• _How to complete this task_: Write out each line below precisely, passing over the pictures.

════════════════

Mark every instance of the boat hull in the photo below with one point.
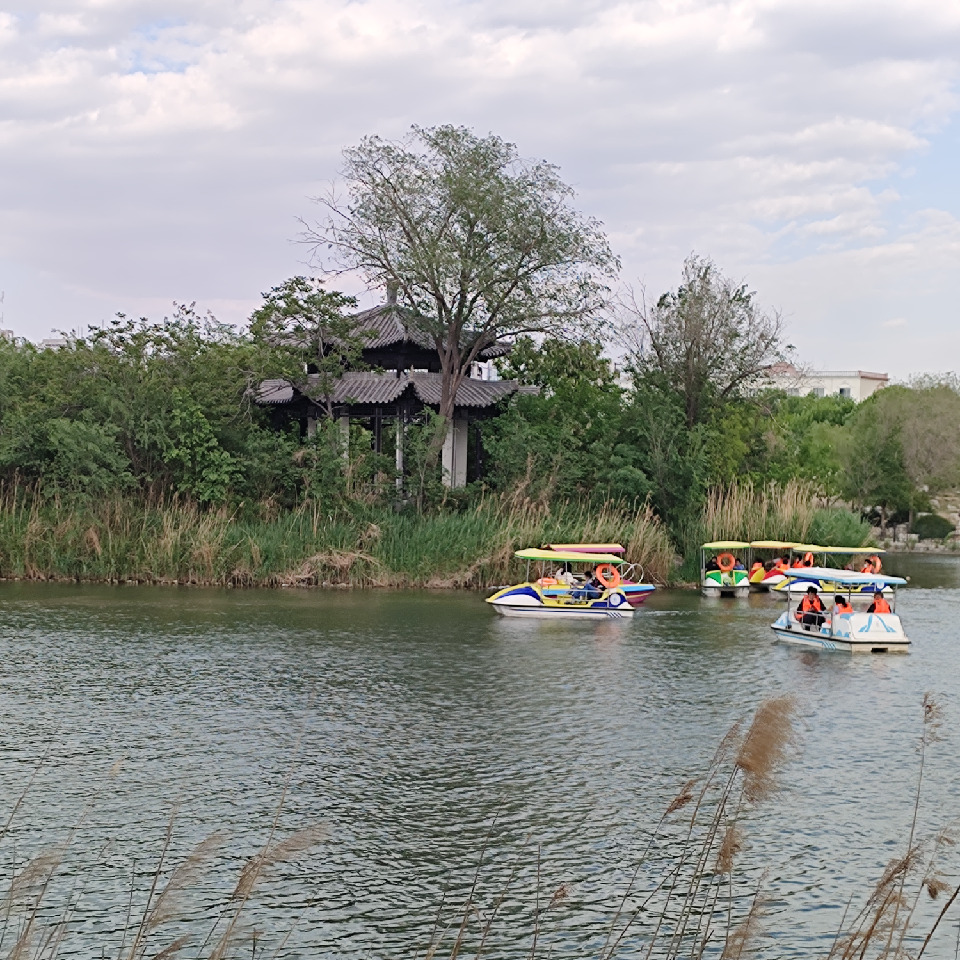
(637, 593)
(529, 600)
(846, 633)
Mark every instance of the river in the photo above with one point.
(424, 733)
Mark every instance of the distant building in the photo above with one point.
(402, 379)
(856, 384)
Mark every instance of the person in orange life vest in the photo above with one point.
(810, 610)
(842, 605)
(879, 604)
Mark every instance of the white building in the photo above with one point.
(856, 384)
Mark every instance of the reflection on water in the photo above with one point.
(423, 729)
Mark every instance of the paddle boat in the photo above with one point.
(550, 596)
(855, 632)
(802, 577)
(722, 575)
(635, 589)
(766, 576)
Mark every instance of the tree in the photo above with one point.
(874, 471)
(298, 321)
(478, 243)
(706, 341)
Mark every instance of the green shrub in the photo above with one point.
(838, 527)
(932, 526)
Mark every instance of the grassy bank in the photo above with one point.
(176, 542)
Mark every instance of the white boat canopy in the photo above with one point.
(567, 556)
(847, 577)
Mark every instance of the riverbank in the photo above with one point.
(178, 543)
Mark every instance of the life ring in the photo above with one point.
(726, 562)
(608, 575)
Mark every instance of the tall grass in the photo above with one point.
(705, 903)
(175, 541)
(743, 511)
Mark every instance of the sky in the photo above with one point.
(154, 151)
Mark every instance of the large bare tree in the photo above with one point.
(706, 341)
(479, 244)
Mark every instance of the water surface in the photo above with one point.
(423, 731)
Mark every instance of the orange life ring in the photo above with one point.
(608, 575)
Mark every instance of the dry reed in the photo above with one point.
(742, 511)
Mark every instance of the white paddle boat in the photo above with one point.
(853, 630)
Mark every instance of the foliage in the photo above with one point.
(874, 470)
(838, 527)
(478, 243)
(931, 526)
(568, 440)
(303, 328)
(705, 342)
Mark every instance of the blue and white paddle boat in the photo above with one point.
(636, 590)
(550, 595)
(722, 571)
(802, 577)
(858, 631)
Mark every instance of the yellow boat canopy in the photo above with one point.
(842, 549)
(585, 547)
(567, 556)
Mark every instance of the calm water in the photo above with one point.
(421, 729)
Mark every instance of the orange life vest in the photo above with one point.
(810, 604)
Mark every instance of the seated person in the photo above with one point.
(591, 590)
(842, 605)
(879, 604)
(810, 610)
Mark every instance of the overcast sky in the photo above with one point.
(161, 150)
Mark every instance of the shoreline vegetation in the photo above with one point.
(178, 541)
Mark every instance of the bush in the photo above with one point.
(932, 526)
(838, 527)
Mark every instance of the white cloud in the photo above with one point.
(161, 149)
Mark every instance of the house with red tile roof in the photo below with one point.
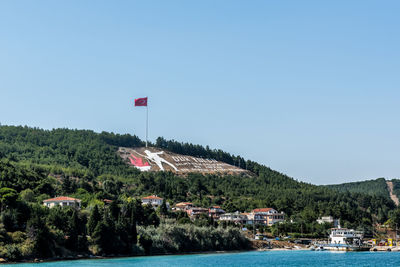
(215, 212)
(182, 206)
(266, 216)
(153, 200)
(62, 201)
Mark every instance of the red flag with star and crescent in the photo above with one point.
(141, 102)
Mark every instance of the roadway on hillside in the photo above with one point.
(392, 196)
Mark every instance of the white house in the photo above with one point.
(62, 201)
(329, 219)
(154, 200)
(266, 216)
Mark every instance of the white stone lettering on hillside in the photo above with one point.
(152, 159)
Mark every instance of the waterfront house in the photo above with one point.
(153, 200)
(195, 212)
(62, 201)
(215, 212)
(329, 219)
(235, 217)
(265, 216)
(183, 206)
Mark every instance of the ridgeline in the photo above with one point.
(38, 164)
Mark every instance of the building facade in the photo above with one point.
(62, 201)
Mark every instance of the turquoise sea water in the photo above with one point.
(248, 259)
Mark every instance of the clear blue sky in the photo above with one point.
(309, 88)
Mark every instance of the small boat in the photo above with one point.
(343, 239)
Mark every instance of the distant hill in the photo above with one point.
(377, 187)
(96, 166)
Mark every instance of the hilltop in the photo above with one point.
(155, 159)
(103, 168)
(92, 161)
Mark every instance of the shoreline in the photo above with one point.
(93, 257)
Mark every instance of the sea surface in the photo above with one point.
(247, 259)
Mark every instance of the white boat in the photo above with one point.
(343, 239)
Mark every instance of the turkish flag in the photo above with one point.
(141, 102)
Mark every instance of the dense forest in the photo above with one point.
(38, 164)
(377, 187)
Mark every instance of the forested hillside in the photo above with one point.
(37, 164)
(377, 187)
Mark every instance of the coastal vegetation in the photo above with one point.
(38, 164)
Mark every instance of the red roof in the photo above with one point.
(61, 199)
(262, 210)
(184, 204)
(152, 197)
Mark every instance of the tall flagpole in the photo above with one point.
(147, 122)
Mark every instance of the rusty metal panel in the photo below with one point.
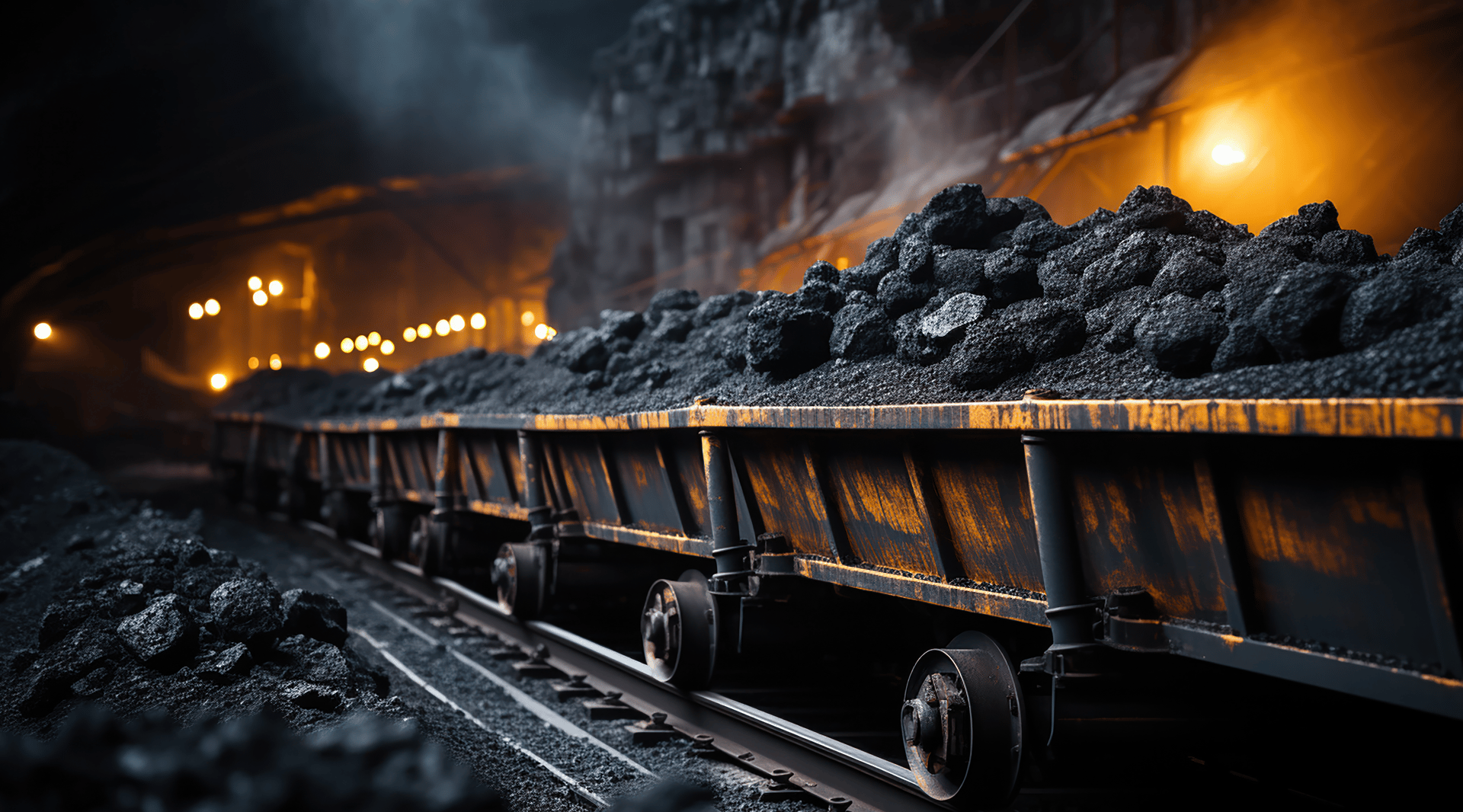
(878, 507)
(988, 507)
(785, 491)
(1141, 523)
(585, 475)
(1330, 551)
(645, 492)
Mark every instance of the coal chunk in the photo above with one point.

════════════════

• _Output of the task_:
Mark every instance of the boat hull in the photo below with one point.
(637, 593)
(529, 600)
(846, 633)
Mark every instance of the river in the photo above with one point.
(424, 733)
Mark every instance of the distant building in the photo above with one point.
(402, 379)
(856, 384)
Mark every instance of the person in orange life vest in the photo above with one point.
(810, 610)
(842, 605)
(879, 604)
Mark every instance of the white building in the photo above with one point.
(856, 384)
Mark every instance of the reflection on water in the photo above with one point.
(423, 729)
Mark every instance of the paddle boat in the photo above with one point.
(550, 596)
(855, 632)
(802, 577)
(722, 575)
(635, 589)
(766, 576)
Mark every instance of the tree in the photo above with one point.
(874, 471)
(298, 321)
(478, 243)
(706, 341)
Mark every instance of the green shrub in the photo above with one point.
(838, 527)
(932, 526)
Mark every instance of the grassy bank in the photo above with one point.
(176, 542)
Mark every instance of the white boat canopy in the photo above with one point.
(567, 556)
(847, 577)
Mark every instance of the riverbank in the photo above with one point.
(178, 543)
Mark every instance of the life ring in the photo above with one point.
(726, 562)
(608, 575)
Mark every instance of the tall grass in the photo above with one point.
(705, 903)
(175, 541)
(743, 511)
Mark every instance of the sky in the photo above with one point.
(154, 151)
Mark every instance of the large bare tree in the photo above with one point.
(706, 341)
(479, 244)
Mark every instance of the water surface in the photo above with one point.
(423, 731)
Mark every instance of the orange life ring in the photo above with one point.
(608, 575)
Mark every instance of the dry reed in the photo above with one point.
(742, 511)
Mark every instance of the white paddle boat in the photo above with one point.
(853, 630)
Mark every instance of the foliage in the photo above with one point.
(874, 470)
(838, 527)
(478, 243)
(931, 526)
(568, 440)
(303, 328)
(705, 342)
Mark every instance of the blue and white paddle boat in the photo above with one point.
(636, 590)
(550, 595)
(722, 571)
(802, 577)
(858, 631)
Mark every instance of the yellow boat canopy in the photo above with one point.
(842, 549)
(585, 547)
(567, 556)
Mark every instance of the calm water in the photo above with one point.
(421, 729)
Mark every instance of the orange life vest in the photo above with one point.
(810, 604)
Mark every instance of the seated person in the photo above with one point.
(591, 590)
(842, 605)
(879, 604)
(810, 610)
Mark every instance of the overcast sky in the photo above with one point.
(161, 150)
Mark every instance of the shoreline vegetation in the photo above with one point.
(178, 541)
Mark every instance of the bush in the photo above with one point.
(932, 526)
(838, 527)
Mark every instance of the white cloud in the photo above with one point.
(161, 149)
Mark every instance of the house with red tile roof in the photo below with one point.
(215, 212)
(182, 206)
(266, 216)
(153, 200)
(62, 201)
Mark every instance of the red flag with star and crescent in the photo above with one point.
(141, 102)
Mark every instance of the roadway on hillside in the photo above with one point.
(392, 196)
Mark every instance of the white house in the photo above with one point.
(62, 201)
(329, 219)
(154, 200)
(266, 216)
Mark every instance of the white stone lettering on hillside in the photo above with one point.
(152, 159)
Mark every instance of the waterfront house in the photo above with one point.
(153, 200)
(195, 212)
(62, 201)
(215, 212)
(329, 219)
(235, 217)
(265, 216)
(183, 206)
Mark every instance of the ridgeline in the photo above with one point.
(38, 164)
Mark every instance of the building facade in the photo above with one point.
(62, 201)
Mark every instance of the turquoise sea water in the photo above with one point.
(248, 259)
Mark every instance of the clear blue sky in the photo above with one point.
(309, 88)
Mark every instance of the small boat in the photo above with one point.
(343, 239)
Mark every instance of the distant hill in the photo above with one point.
(377, 187)
(96, 166)
Mark every instance of the hilltop in the photo above with one point.
(155, 159)
(103, 168)
(92, 161)
Mark every instance of the shoreline in the photo above with one point.
(93, 257)
Mark every instance of the sea surface in the photo above with one point.
(247, 259)
Mark every instance of the white boat in the photo above with one point.
(343, 239)
Mark every instance of the turkish flag in the photo above with one point.
(141, 102)
Mark every instance of the dense forest in the photo above with one point.
(38, 164)
(377, 187)
Mark every instance of the forested hillside in the photo above with one point.
(37, 164)
(377, 187)
Mark every instance of the coastal vegetation in the photo above with one point.
(38, 164)
Mark every instance of the red roof in the photo above with one point.
(61, 199)
(262, 210)
(184, 204)
(152, 197)
Mark every instance of the tall flagpole in the photo above with one point.
(147, 122)
Mark every instance of the rusty metal panel in the photo below with one point.
(878, 507)
(988, 507)
(785, 491)
(1141, 523)
(585, 475)
(1330, 551)
(645, 492)
Mark every instance of the coal chunk in the photo above with one point.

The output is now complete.